What you need to do —
[1] Write out everything from "In his project, Anton" down to "22% were EHB." in the honeybee project summary, substituting "untamed" for "feral".
[2] According to the honeybee project summary, what percentage of the foraging bees collected randomly in the wild were AHB?
[3] Carry on the honeybee project summary past its final sentence.

Passage provided —
###

16 and Bee

By: Anton G.
Year: 2024
School: Costa Mesa High
Grade: 9
Science Teacher: Paul Serio

Honeybee colonies are facing numerous threats, including pesticides, parasites, diseases, and the invasion of difficult-to-manage African Hybrid Bees (AHB). Introduced inadvertently in Brazil in the 1950s, these African bees have spread as far north as California, replacing many feral European honeybee (EHB) colonies. To address this growing concern, Anton’s project aimed to analyze the genetic makeup of feral and managed bee colonies in Orange County, using PCR tests to determine their ancestry and the prevalence of AHB.

Honeybees play a crucial role as pollinators for many crops and flowering plants, making their health and stability vital for agriculture and biodiversity. By identifying the prevalence and genetic traits of AHB in Orange County, this project aims to inform better management practices and public policies, ensuring the sustainability of honeybee populations and the ecosystems they support.

The goal was to collect and analyze samples from 1,000 bee colonies throughout Orange County over the year. By gathering bee samples from beekeepers, bee rescue/removal companies, and the public, Anton’s performed PCR tests on a mitochondrial DNA marker to trace their maternal ancestry. This data helped determine the percentage of AHB in the region. Using geospatial mapping and statistical analysis, Anton explored various hypotheses, such as whether managed European hives influence nearby feral colonies and if AHB prefer different nesting sites.

In his project, Anton analyzed 140 bee samples, identifying 68 as AHB and 72 as EHB. Among managed hives, 86% were EHB, while 86% of feral or rescued hives were AHB. This indicates that AHB have largely displaced feral EHB in southern California. Additionally, foraging bees collected randomly in the wild showed that 78% were AHB and 22% were EHB.

###

Records from a data collection
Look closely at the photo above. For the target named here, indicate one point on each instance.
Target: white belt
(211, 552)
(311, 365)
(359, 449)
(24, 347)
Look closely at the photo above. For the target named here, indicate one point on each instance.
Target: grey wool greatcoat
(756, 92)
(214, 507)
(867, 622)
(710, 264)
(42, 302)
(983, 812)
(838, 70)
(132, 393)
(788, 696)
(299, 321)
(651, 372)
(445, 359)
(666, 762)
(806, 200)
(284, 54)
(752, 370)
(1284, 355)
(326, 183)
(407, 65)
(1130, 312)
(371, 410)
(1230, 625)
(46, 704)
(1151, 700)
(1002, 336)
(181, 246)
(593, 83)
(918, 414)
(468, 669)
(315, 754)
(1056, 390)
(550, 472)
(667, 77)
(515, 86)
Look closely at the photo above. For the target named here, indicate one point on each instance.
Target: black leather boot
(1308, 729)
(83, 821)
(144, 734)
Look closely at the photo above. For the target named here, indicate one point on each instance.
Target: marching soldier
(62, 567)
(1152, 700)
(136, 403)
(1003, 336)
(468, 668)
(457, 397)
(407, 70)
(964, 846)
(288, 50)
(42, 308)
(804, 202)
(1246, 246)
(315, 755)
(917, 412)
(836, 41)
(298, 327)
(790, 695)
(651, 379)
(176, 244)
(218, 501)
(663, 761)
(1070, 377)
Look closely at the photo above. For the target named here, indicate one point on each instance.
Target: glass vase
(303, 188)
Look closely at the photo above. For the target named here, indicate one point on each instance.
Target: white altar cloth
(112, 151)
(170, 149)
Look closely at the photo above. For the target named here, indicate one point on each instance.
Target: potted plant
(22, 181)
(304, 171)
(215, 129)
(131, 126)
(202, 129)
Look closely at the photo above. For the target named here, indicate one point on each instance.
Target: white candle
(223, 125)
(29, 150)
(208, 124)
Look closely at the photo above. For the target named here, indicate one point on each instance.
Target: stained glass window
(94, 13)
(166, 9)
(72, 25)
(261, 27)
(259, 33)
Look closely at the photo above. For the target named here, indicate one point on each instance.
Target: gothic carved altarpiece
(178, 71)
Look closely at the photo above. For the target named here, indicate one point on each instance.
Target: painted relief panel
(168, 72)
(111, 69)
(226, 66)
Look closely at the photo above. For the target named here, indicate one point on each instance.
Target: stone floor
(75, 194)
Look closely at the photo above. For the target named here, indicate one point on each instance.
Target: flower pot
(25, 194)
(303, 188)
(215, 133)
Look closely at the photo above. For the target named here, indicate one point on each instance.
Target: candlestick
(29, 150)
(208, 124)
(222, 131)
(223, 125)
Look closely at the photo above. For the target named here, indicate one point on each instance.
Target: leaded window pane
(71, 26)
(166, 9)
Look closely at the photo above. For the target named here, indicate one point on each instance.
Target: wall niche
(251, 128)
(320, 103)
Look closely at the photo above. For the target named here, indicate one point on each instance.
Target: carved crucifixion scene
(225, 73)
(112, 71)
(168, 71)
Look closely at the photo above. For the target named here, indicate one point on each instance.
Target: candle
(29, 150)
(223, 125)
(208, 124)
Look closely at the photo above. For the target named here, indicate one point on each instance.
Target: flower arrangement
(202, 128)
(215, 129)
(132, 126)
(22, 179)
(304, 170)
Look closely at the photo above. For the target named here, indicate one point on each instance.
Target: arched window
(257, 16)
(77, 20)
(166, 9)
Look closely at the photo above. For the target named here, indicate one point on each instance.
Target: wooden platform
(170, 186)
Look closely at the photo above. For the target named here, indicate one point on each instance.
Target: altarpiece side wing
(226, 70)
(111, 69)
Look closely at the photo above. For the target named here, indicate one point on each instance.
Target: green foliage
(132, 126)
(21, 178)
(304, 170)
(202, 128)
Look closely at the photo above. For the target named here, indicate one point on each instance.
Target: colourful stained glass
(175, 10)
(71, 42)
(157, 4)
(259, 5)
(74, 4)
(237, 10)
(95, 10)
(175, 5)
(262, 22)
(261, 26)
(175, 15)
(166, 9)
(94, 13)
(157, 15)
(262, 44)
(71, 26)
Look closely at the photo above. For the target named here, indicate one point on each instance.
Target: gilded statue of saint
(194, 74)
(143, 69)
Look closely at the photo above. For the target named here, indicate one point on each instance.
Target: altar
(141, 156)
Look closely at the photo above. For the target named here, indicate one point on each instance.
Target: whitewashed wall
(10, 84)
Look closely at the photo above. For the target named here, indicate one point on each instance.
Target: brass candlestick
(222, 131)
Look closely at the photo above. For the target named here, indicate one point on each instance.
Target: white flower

###

Results —
[1]
In his project, Anton analyzed 140 bee samples, identifying 68 as AHB and 72 as EHB. Among managed hives, 86% were EHB, while 86% of untamed or rescued hives were AHB. This indicates that AHB have largely displaced untamed EHB in southern California. Additionally, foraging bees collected randomly in the wild showed that 78% were AHB and 22% were EHB.

[2] 78%

[3]
The PCR test used in this project accurately distinguishes between EHB and AHB based on a mitochondrial marker (a SNP in the cytochrome b gene). This allowed Anton to trace the lineage of AHB back to the original 26 A. m. scutellata queens released in Brazil in 1956.

Preliminary data from sample submission forms suggested significant behavioral differences between EHB and AHB. Managed EHB colonies are mostly docile (76%), while a majority of AHB colonies exhibit mild defensiveness (62%), and 10% display significant defensive behavior, posing potential hazards to beekeepers and the public.

The data collected is promising but limited. To draw more robust conclusions, Anton plans to collect additional data on 1,000 hives and 2,500 foraging bees in 2024. This will allow for more detailed geospatial mapping and analysis of hive density, habitat, and plant resource preferences.

Furthermore, Anton intends to create a DNA bank for future genome sequencing to identify genetic markers associated with AHB defensiveness and their success as an invasive species. Understanding these traits could help develop strategies to manage AHB populations and mitigate their impact on local ecosystems and beekeeping practices.